_DATA TO PROCESS_
..........
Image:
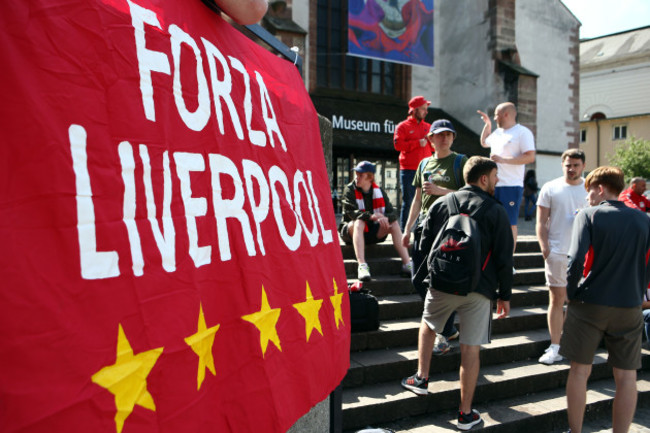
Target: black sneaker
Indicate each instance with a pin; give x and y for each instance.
(468, 420)
(416, 384)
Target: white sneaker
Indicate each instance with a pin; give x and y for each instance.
(363, 272)
(550, 356)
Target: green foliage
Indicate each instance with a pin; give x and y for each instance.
(633, 157)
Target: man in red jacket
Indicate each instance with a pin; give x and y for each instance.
(633, 196)
(411, 143)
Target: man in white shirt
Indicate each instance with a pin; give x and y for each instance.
(512, 147)
(559, 202)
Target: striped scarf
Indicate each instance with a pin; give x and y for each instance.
(378, 203)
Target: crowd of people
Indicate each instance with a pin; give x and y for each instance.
(598, 285)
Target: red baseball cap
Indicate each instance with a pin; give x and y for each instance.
(418, 101)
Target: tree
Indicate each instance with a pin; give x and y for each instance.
(633, 157)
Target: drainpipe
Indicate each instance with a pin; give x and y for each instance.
(597, 142)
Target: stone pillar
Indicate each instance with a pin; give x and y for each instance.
(317, 420)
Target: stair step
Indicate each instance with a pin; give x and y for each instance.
(539, 412)
(388, 401)
(383, 365)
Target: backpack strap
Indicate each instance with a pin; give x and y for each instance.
(457, 174)
(423, 164)
(479, 211)
(453, 204)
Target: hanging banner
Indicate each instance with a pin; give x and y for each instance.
(169, 258)
(398, 31)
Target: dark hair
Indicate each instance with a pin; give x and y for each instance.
(477, 166)
(573, 154)
(610, 177)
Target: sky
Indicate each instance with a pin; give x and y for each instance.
(604, 17)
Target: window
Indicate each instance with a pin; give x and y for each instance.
(620, 132)
(336, 70)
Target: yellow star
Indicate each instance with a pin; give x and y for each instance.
(336, 299)
(127, 378)
(309, 310)
(265, 320)
(201, 343)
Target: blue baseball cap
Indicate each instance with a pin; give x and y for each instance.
(441, 125)
(365, 167)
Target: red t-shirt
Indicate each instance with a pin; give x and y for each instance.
(407, 141)
(634, 200)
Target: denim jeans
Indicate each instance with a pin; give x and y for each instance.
(408, 191)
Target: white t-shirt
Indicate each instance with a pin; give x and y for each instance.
(511, 142)
(564, 202)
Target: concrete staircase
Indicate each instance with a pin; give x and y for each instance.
(514, 392)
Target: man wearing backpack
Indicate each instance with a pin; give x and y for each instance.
(435, 177)
(483, 230)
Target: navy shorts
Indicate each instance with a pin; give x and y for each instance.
(510, 198)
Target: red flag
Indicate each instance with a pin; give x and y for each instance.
(169, 252)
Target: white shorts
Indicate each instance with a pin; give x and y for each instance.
(474, 311)
(555, 267)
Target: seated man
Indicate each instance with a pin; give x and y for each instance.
(368, 218)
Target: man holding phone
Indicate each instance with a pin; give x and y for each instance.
(435, 177)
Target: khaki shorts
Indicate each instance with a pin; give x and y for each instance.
(474, 311)
(587, 324)
(555, 269)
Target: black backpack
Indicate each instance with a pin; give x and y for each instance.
(454, 262)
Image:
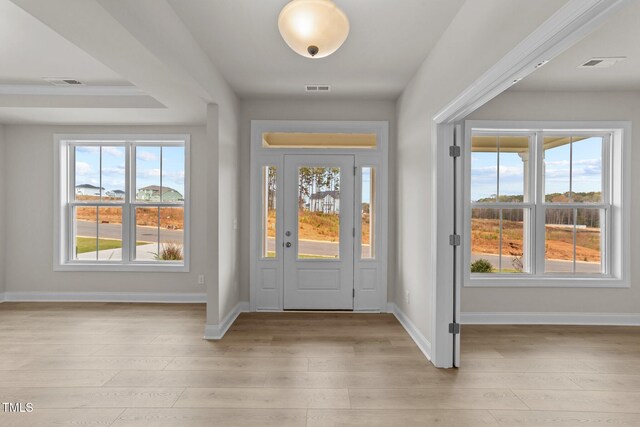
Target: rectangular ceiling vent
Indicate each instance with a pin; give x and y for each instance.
(317, 88)
(602, 62)
(63, 82)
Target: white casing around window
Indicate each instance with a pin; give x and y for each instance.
(62, 188)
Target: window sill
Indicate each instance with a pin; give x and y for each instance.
(546, 282)
(103, 267)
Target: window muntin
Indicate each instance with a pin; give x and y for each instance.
(568, 195)
(106, 225)
(269, 212)
(368, 213)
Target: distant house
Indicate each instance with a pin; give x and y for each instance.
(115, 194)
(88, 190)
(325, 201)
(152, 194)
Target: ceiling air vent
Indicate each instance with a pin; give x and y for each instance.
(602, 62)
(63, 82)
(317, 88)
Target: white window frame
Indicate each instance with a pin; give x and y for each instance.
(64, 176)
(616, 202)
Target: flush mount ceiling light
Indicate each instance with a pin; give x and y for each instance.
(313, 28)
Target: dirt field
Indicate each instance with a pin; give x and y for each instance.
(485, 240)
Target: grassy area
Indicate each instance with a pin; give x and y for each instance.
(88, 244)
(318, 226)
(272, 254)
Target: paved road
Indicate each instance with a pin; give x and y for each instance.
(557, 266)
(314, 247)
(114, 231)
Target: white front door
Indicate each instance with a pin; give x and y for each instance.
(318, 235)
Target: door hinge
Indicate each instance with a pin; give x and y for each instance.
(454, 328)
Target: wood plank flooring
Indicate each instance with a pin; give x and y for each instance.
(103, 364)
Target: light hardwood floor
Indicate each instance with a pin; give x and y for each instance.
(147, 365)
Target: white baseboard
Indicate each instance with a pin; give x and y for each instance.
(216, 332)
(594, 319)
(421, 341)
(104, 297)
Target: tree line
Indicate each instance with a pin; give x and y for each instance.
(561, 216)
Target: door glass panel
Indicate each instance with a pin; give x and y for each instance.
(589, 240)
(367, 215)
(269, 212)
(318, 213)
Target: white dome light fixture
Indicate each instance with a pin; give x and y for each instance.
(313, 28)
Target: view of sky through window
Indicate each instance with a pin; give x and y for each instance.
(586, 172)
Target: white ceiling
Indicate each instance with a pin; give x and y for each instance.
(619, 36)
(388, 40)
(29, 51)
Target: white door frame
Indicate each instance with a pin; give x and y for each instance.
(267, 274)
(324, 284)
(570, 24)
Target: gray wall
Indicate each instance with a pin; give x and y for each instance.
(567, 106)
(29, 161)
(307, 109)
(474, 41)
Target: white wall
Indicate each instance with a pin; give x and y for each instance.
(305, 109)
(29, 160)
(514, 105)
(3, 207)
(479, 35)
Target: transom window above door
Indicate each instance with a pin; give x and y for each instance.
(545, 205)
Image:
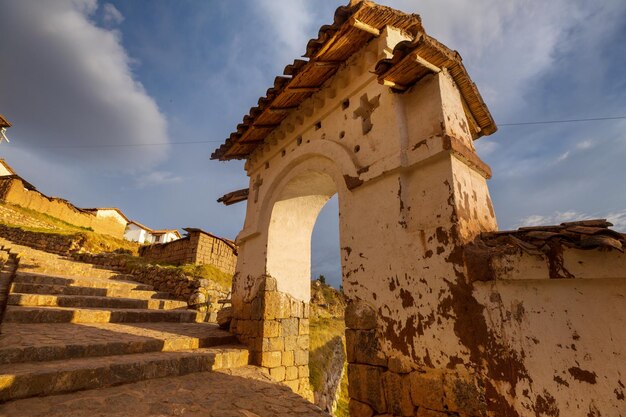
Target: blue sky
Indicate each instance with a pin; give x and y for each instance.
(81, 75)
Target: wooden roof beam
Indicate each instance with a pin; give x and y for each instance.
(281, 110)
(302, 89)
(354, 22)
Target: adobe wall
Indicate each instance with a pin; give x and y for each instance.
(12, 191)
(424, 336)
(197, 248)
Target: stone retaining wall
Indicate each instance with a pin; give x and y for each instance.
(201, 294)
(15, 191)
(199, 247)
(48, 242)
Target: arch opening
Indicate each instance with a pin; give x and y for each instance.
(293, 218)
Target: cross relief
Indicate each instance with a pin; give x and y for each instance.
(365, 112)
(255, 186)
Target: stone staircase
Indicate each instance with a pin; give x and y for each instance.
(67, 333)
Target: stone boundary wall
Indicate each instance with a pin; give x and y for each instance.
(48, 242)
(199, 293)
(198, 247)
(13, 190)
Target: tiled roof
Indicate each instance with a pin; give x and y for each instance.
(334, 45)
(585, 234)
(412, 60)
(234, 197)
..........
_SHORT EXERCISE_
Give every line above again exactly, with no pictures.

_SOLUTION TO THIS PROBLEM_
Image:
Target: black sneaker
Indicate each instance with a pin; give x and y for each instance.
(468, 420)
(416, 384)
Target: white sneaker
Indicate each instance with a pin; give x and y for each instance.
(363, 272)
(550, 356)
Target: green foliage
Indicate each instance with a pin; give x and y for each instance.
(633, 157)
Target: man in red jacket
Indicate each instance with a pin; give x and y for each instance.
(633, 196)
(411, 143)
Target: man in white shirt
Indicate each instance with a pin; give x and y for each instance.
(512, 147)
(559, 202)
Target: striped scarf
Indicate each instance with a pin; give x and y for each instance.
(378, 203)
Target: crowd of people
Indicate each instance with a pin; give x and y for each instance.
(598, 285)
Target: red baseball cap
Indicate each instance with a pin; give x and y for each instance.
(418, 101)
Target: tree
Indicate each instance with a pin; give x and y for each instance.
(633, 157)
Target: drainpipe
Indicate each instance with a pin; give x and y for each instance.
(597, 142)
Target: stone pillar
Indicate each instance with a pin; give x and y for each instance.
(317, 420)
Target: stair step
Indicate each instance with a pin; give x and y for each instance.
(539, 412)
(388, 401)
(383, 365)
Target: backpack strap
Indicate each instance with a pin; give x and y for each instance.
(457, 174)
(423, 164)
(479, 211)
(453, 204)
Target: hanging banner
Indicate each instance with a pin; give x and y for each instance.
(169, 258)
(398, 31)
Target: dark hair
Indicate each instance with a pin; give x and y for each instance.
(477, 166)
(573, 154)
(610, 177)
Target: sky
Indicate each instance with a pin; give x and y for each instance.
(604, 17)
Target: window
Indicate each instance with a pin; give x and y for each instance.
(620, 132)
(336, 70)
Target: yellow star
Indicate each instance with a pin; give x and y for each instance.
(336, 299)
(127, 378)
(309, 310)
(265, 320)
(201, 343)
Target: blue baseball cap
Indicate each instance with a pin; give x and y for each instance.
(441, 125)
(365, 167)
Target: red t-shirt
Indicate each instance with a pin; give x and y for each instance.
(407, 141)
(634, 200)
Target: denim jeans
Indicate each instance with a pin; give x and y for each instance.
(408, 191)
Target: white t-shirt
Indicate each instance with a pin; give x and y for each instance.
(511, 142)
(564, 202)
Target: concrete staircase
Indicate each instance with a pin; give x and y for each instance.
(514, 392)
Target: man wearing backpack
Indicate each instance with a pin; give x and y for each instance.
(435, 177)
(483, 230)
Target: navy shorts
Indicate each instance with a pin; give x and y for each instance.
(510, 198)
Target: red flag
Indicate each instance with a pin; give x and y for each instance.
(169, 252)
Target: white shorts
Indicate each instance with a pin; give x and y for each instance.
(474, 311)
(555, 267)
Target: seated man
Indicate each instance with a pin; give x and y for each instance.
(368, 218)
Target: man holding phone
Indicate each instance with a pin; give x and y for each instance.
(435, 177)
Target: khaki shorts
Indicate each instance with a pin; give x and y for each instance.
(474, 311)
(587, 324)
(555, 269)
Target: black backpack
Indicate each instance with a pin; give x and y for each instance.
(454, 262)
Image:
Target: rectangular ceiling vent
Indicate each instance with a pin; give x and y for each instance.
(317, 88)
(602, 62)
(63, 82)
Target: white casing around window
Indicate each instance with a pin; give x and y for each instance.
(62, 188)
Target: window sill
Indicate each instance with a pin; give x and y for each instance.
(546, 282)
(103, 267)
Target: window muntin
Indicate each instance with a pin; give x and y for each instance.
(568, 195)
(106, 225)
(269, 212)
(368, 213)
Target: distant house
Indicate each instance with a pin; give x and y for each instance.
(115, 194)
(88, 190)
(325, 201)
(152, 194)
Target: ceiling air vent
Indicate each instance with a pin; give x and y for each instance.
(602, 62)
(63, 82)
(317, 88)
Target: white window frame
Indicate each instance with a pin; give x and y for each instance.
(64, 176)
(616, 202)
Target: flush mount ceiling light
Indicate each instance with a pin; give x and y for each instance.
(313, 28)
Target: dirt field
Indicate each instance with a pin; give x and y for each instance.
(485, 240)
Target: grassy area
Indicate each instance with a pin; give x and y for each instance.
(88, 244)
(318, 226)
(272, 254)
Target: paved road
Indicate each instance with a pin; give x and y for each instance.
(557, 266)
(314, 247)
(114, 231)
Target: white front door
Indicate each instance with a pin; give x and y for each instance.
(318, 235)
Target: door hinge
Indicate each instance with a pin; give x and y for each instance.
(454, 328)
Target: wood plank flooring
Indicate each instance with a pin; give x and y for each instance.
(103, 364)
Target: light hardwood floor
Indicate each instance with a pin; give x and y for each instance.
(147, 365)
Target: white baseboard
Indicate each instance with a pin; give x and y for each instance.
(216, 332)
(594, 319)
(421, 341)
(104, 297)
Target: tree line
Indicate each instance with a pin; give x and y for each instance.
(561, 216)
Target: door glass panel
Indicate each instance with a pin; give x and y for each instance.
(589, 240)
(367, 215)
(269, 212)
(318, 213)
Target: white dome light fixture
Indicate each instance with a pin; give x and y for each instance.
(313, 28)
Target: view of sky through window
Indicate each instance with a pin; give x and y for each instance.
(586, 172)
Target: white ceiling
Indicate each instance with a pin; give x and y for each instance.
(619, 36)
(388, 40)
(29, 51)
Target: white door frame
Indicate each instance with a pin; give x and y for each instance.
(267, 274)
(324, 284)
(570, 24)
Target: gray wall
Indicate each instance with a pin; give x and y for each instance.
(567, 106)
(29, 161)
(307, 109)
(474, 41)
Target: white wall
Indicate each instance with a pin; give x and y for each instance.
(305, 109)
(29, 160)
(514, 105)
(3, 207)
(479, 35)
Target: transom window above door
Indicate each instance with a pin; give x and y for each instance.
(545, 205)
Image:
Target: blue sky
Indicate each instance with a pin; give x and y for each instance.
(81, 75)
Target: wooden roof beam
Indicate each instance with a pin; give x and y for each instance.
(281, 110)
(302, 89)
(354, 22)
Target: adobe wall
Indicate each instance with a pin; give x and y for each instance.
(12, 191)
(424, 336)
(197, 248)
Target: stone retaining wall
Indicate each instance with a pin; give x and y for each instance.
(201, 294)
(15, 191)
(199, 247)
(48, 242)
Target: arch opening
Indicate each instance with a pin; give x and y for each instance.
(293, 218)
Target: cross relief
Indicate each instance with a pin; give x and y for each instance.
(365, 112)
(255, 186)
Target: stone staircase
Indicate each instance with a pin; give x and y for each instance.
(67, 333)
Target: stone boundary wall
Indicate each instance with a pin; give x and y for each instance.
(48, 242)
(199, 293)
(198, 247)
(13, 190)
Target: tiled roof
Indicate each instance with a pin; give x and y for each instance.
(334, 45)
(585, 234)
(412, 60)
(234, 197)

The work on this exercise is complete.